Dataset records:
+===+
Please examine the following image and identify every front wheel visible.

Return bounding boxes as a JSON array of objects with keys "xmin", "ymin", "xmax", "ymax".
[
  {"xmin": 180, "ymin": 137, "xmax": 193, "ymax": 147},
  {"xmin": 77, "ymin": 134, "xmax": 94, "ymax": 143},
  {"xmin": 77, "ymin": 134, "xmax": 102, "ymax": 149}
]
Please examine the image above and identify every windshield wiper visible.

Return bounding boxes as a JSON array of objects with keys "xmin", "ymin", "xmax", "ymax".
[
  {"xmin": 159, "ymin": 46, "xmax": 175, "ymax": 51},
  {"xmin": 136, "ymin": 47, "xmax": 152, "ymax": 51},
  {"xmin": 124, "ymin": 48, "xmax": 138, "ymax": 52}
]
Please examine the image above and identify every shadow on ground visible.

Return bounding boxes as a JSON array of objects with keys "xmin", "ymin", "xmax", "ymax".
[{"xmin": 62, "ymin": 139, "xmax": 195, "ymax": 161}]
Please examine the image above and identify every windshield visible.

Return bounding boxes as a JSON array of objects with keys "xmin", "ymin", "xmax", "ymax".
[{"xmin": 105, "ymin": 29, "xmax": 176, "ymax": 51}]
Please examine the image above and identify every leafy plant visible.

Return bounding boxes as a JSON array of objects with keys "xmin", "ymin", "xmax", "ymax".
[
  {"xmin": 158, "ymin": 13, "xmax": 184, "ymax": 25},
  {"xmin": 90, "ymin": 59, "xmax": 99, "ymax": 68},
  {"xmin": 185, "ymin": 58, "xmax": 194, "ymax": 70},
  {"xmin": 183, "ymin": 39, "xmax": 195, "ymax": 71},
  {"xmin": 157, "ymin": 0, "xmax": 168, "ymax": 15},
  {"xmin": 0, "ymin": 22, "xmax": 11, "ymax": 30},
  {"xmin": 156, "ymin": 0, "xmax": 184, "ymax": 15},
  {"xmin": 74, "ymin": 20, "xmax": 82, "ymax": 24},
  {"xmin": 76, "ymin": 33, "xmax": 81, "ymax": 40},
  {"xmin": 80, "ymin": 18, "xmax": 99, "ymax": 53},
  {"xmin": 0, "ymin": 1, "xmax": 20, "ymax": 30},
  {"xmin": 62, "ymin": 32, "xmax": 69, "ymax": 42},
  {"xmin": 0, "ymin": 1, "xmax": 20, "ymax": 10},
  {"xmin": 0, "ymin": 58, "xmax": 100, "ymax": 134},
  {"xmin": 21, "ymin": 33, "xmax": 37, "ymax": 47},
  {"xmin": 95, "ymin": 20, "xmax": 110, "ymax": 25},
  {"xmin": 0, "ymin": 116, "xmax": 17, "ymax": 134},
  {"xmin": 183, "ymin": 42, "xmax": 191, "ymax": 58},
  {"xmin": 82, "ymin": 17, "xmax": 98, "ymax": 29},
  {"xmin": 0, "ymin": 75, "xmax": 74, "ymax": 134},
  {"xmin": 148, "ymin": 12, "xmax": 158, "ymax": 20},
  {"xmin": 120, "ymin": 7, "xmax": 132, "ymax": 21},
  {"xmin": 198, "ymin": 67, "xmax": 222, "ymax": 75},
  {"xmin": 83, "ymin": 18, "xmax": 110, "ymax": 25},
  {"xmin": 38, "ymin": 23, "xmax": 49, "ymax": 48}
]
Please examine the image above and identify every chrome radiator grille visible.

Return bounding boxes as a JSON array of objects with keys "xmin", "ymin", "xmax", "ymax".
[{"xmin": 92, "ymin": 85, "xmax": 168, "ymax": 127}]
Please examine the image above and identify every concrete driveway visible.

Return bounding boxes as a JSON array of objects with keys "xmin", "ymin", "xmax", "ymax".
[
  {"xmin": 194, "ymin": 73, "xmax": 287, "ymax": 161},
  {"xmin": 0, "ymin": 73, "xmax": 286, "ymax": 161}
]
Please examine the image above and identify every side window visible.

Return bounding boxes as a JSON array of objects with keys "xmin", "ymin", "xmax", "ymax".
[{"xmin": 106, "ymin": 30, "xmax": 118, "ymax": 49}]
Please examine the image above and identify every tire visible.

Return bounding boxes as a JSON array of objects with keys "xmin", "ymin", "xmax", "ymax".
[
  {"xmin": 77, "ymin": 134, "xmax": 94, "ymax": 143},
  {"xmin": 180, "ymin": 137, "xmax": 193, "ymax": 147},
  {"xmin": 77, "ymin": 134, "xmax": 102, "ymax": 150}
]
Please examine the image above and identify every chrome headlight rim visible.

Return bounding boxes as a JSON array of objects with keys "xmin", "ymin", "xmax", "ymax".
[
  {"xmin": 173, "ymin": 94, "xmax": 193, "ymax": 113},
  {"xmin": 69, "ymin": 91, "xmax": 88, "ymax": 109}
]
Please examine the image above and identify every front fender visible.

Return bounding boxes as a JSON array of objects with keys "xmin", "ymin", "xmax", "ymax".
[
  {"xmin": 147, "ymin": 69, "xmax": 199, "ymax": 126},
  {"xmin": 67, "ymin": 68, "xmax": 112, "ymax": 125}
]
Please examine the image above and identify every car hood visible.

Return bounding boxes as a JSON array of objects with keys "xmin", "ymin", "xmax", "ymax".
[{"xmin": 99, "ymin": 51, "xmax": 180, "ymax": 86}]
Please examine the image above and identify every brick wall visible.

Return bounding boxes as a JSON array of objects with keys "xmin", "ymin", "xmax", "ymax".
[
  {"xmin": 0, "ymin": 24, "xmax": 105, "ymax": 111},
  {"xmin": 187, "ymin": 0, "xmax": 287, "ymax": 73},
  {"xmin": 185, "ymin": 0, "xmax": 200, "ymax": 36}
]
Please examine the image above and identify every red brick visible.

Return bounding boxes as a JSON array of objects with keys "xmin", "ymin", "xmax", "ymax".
+===+
## [Work request]
Copy every line of the records above exactly.

## [Your response]
Please examine the following image and identify every front wheel visible.

Return bounding boxes as a JSON array of objects with keys "xmin", "ymin", "xmax", "ymax".
[
  {"xmin": 180, "ymin": 137, "xmax": 193, "ymax": 147},
  {"xmin": 77, "ymin": 134, "xmax": 94, "ymax": 143},
  {"xmin": 77, "ymin": 134, "xmax": 102, "ymax": 149}
]
Please examine the image above and identify every windshield wiper visible.

Return bounding boxes as a JSON array of objects with keys "xmin", "ymin", "xmax", "ymax".
[
  {"xmin": 159, "ymin": 46, "xmax": 175, "ymax": 51},
  {"xmin": 136, "ymin": 47, "xmax": 152, "ymax": 51},
  {"xmin": 124, "ymin": 48, "xmax": 138, "ymax": 52}
]
Please examine the image above and identify every shadow on ground visible.

Return bounding boxes as a JSON array of objects with keys "xmin", "ymin", "xmax", "ymax".
[{"xmin": 62, "ymin": 139, "xmax": 195, "ymax": 161}]
Please examine the image above and identify every windshield visible.

Return bounding boxes as a JSON array of objects with keys "xmin", "ymin", "xmax", "ymax".
[{"xmin": 105, "ymin": 29, "xmax": 176, "ymax": 51}]
Please examine the image above and identify every leafy plant visible.

Return bounding boxes as a JSON array of objects with keys "xmin", "ymin", "xmax", "ymax".
[
  {"xmin": 158, "ymin": 13, "xmax": 184, "ymax": 25},
  {"xmin": 90, "ymin": 59, "xmax": 99, "ymax": 68},
  {"xmin": 185, "ymin": 58, "xmax": 194, "ymax": 70},
  {"xmin": 183, "ymin": 39, "xmax": 195, "ymax": 71},
  {"xmin": 157, "ymin": 0, "xmax": 168, "ymax": 15},
  {"xmin": 0, "ymin": 22, "xmax": 11, "ymax": 30},
  {"xmin": 156, "ymin": 0, "xmax": 184, "ymax": 15},
  {"xmin": 74, "ymin": 20, "xmax": 82, "ymax": 24},
  {"xmin": 76, "ymin": 33, "xmax": 81, "ymax": 40},
  {"xmin": 80, "ymin": 18, "xmax": 99, "ymax": 53},
  {"xmin": 0, "ymin": 1, "xmax": 20, "ymax": 30},
  {"xmin": 62, "ymin": 32, "xmax": 69, "ymax": 42},
  {"xmin": 0, "ymin": 1, "xmax": 20, "ymax": 10},
  {"xmin": 0, "ymin": 58, "xmax": 100, "ymax": 134},
  {"xmin": 21, "ymin": 33, "xmax": 37, "ymax": 47},
  {"xmin": 95, "ymin": 20, "xmax": 110, "ymax": 25},
  {"xmin": 0, "ymin": 116, "xmax": 17, "ymax": 134},
  {"xmin": 183, "ymin": 42, "xmax": 191, "ymax": 58},
  {"xmin": 82, "ymin": 17, "xmax": 98, "ymax": 29},
  {"xmin": 0, "ymin": 75, "xmax": 74, "ymax": 134},
  {"xmin": 148, "ymin": 12, "xmax": 158, "ymax": 20},
  {"xmin": 120, "ymin": 7, "xmax": 132, "ymax": 21},
  {"xmin": 198, "ymin": 67, "xmax": 222, "ymax": 75},
  {"xmin": 83, "ymin": 18, "xmax": 110, "ymax": 25},
  {"xmin": 38, "ymin": 23, "xmax": 49, "ymax": 48}
]
Please examine the image above and identify every chrome radiator grille visible.

Return bounding boxes as a JSON array of objects with keys "xmin", "ymin", "xmax", "ymax".
[{"xmin": 92, "ymin": 85, "xmax": 168, "ymax": 127}]
Please examine the image above and identify every concrete driveway visible.

Return bounding boxes as a JSON array of objects with keys "xmin", "ymin", "xmax", "ymax".
[
  {"xmin": 194, "ymin": 73, "xmax": 287, "ymax": 161},
  {"xmin": 0, "ymin": 73, "xmax": 286, "ymax": 161}
]
Please examine the image above and identify every side window visible.

Return bounding boxes as a JSON array of objects with keys "xmin", "ymin", "xmax", "ymax".
[{"xmin": 106, "ymin": 30, "xmax": 118, "ymax": 49}]
Please examine the image above and identify every tire visible.

Return bounding boxes as a JSON array of objects with keys "xmin", "ymin", "xmax", "ymax".
[
  {"xmin": 77, "ymin": 134, "xmax": 94, "ymax": 143},
  {"xmin": 180, "ymin": 137, "xmax": 193, "ymax": 147},
  {"xmin": 77, "ymin": 134, "xmax": 102, "ymax": 150}
]
Please examine the image above and identify every chrome headlight rim visible.

Return bounding boxes as a JSON array of objects with keys "xmin", "ymin", "xmax", "ymax".
[
  {"xmin": 173, "ymin": 94, "xmax": 193, "ymax": 113},
  {"xmin": 69, "ymin": 91, "xmax": 88, "ymax": 109}
]
Please examine the image above and identify every front fender visible.

Return bounding boxes as a JSON array of objects with keys "xmin", "ymin", "xmax", "ymax".
[
  {"xmin": 147, "ymin": 69, "xmax": 199, "ymax": 126},
  {"xmin": 67, "ymin": 68, "xmax": 112, "ymax": 125}
]
Please examine the image above and identify every car hood visible.

Return bounding boxes as a JSON array of objects with keys "xmin", "ymin", "xmax", "ymax".
[{"xmin": 99, "ymin": 51, "xmax": 180, "ymax": 86}]
Please examine the image above and identify every brick wall visible.

Return bounding boxes as a JSON array of objects with keys "xmin", "ymin", "xmax", "ymax".
[
  {"xmin": 0, "ymin": 24, "xmax": 105, "ymax": 111},
  {"xmin": 187, "ymin": 0, "xmax": 287, "ymax": 73},
  {"xmin": 185, "ymin": 0, "xmax": 200, "ymax": 36}
]
Please examine the image above and identify every red brick visible.

Return bounding boxes as a JSON array of objects with keys "xmin", "ymin", "xmax", "ymax".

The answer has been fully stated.